Article:

Re: poly: Re: Why interest rates may stay low

From: Peter C. McCluskey <pcm@rahul.net>
Date: Tue Mar 24 1998 - 22:51:42 PST

 hanson@econ.berkeley.edu (Robin Hanson) writes:
>Peter McCluskey writes:
>>>4) Mass and energy at our and nearby solar systems can become a bottleneck
>>> resource, and so worth more (and priced higher) than mass far away. ...
>> Can you think of a better way to compare value between the time before the
>>first probe launch and the time when much of the galaxy is colonized than
>>to treat mass as the most stable value? ...
>> I don't forsee much trade between the leading edge and areas substantially
>>behind, so I don't know how to compare value between regions dominated by
>>bottlenecks to those with few bottlenecks.
>
>You don't need physical trade to get market comparisons. Near earth I can
>sell my asteroid for cash and then buy passage on a probe and the rights
>to a certain fraction of the system at the other end, if we survive.

 How does that clarify anything? If you observe people value 1 gram here
and now the same as the promise of 10 grams later, that gives you one ratio
with information about the combined effects of discount rates and relative
bottlenecks. Do you have a way of separating those two effects that doesn't
involve something similar to my assumptions?

Data listing:
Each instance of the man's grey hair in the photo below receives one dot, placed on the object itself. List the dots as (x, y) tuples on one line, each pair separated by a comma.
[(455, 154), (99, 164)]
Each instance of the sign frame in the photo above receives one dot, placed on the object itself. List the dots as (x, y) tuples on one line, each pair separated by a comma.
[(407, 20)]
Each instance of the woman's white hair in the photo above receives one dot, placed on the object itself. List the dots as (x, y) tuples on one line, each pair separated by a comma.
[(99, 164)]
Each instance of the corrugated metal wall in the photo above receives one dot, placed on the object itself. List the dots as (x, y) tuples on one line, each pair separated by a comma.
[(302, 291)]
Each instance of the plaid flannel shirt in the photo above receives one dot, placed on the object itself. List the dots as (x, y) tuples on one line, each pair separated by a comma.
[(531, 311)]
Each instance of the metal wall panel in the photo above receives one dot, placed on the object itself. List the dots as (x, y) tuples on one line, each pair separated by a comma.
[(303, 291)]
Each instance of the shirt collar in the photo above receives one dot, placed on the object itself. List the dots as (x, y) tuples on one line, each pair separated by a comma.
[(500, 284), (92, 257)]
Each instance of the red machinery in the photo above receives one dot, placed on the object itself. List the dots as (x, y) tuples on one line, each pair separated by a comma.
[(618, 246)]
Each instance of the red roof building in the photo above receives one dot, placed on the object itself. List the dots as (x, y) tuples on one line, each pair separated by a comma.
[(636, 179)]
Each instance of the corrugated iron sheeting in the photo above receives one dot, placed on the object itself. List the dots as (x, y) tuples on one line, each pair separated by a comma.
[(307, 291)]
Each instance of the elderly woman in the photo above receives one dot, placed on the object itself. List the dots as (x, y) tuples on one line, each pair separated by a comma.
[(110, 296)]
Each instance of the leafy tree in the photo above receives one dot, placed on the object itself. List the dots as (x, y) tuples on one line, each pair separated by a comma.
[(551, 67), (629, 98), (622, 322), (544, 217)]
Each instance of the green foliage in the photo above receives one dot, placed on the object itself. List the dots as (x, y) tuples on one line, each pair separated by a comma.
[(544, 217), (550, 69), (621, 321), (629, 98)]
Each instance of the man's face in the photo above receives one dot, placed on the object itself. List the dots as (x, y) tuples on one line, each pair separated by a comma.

Written instruction 1:
Extract from the message above the passage starting with "hanson@econ.berkeley.edu (Robin Hanson)" and going on through "far away. ...".
Written instruction 2:
Answer these questions about the message above:
(a) On what date was the message sent?
(b) Near earth, what does the quoted writer say they could sell for cash?
(c) In the example the sender gives, 1 gram here and now is valued the same as the promise of how many grams later?

Written response 1:
hanson@econ.berkeley.edu (Robin Hanson) writes:
>Peter McCluskey writes:
>>>4) Mass and energy at our and nearby solar systems can become a bottleneck
>>> resource, and so worth more (and priced higher) than mass far away. ...

Written response 2:
(a) Tuesday, March 24, 1998.
(b) Their asteroid.
(c) 10 grams.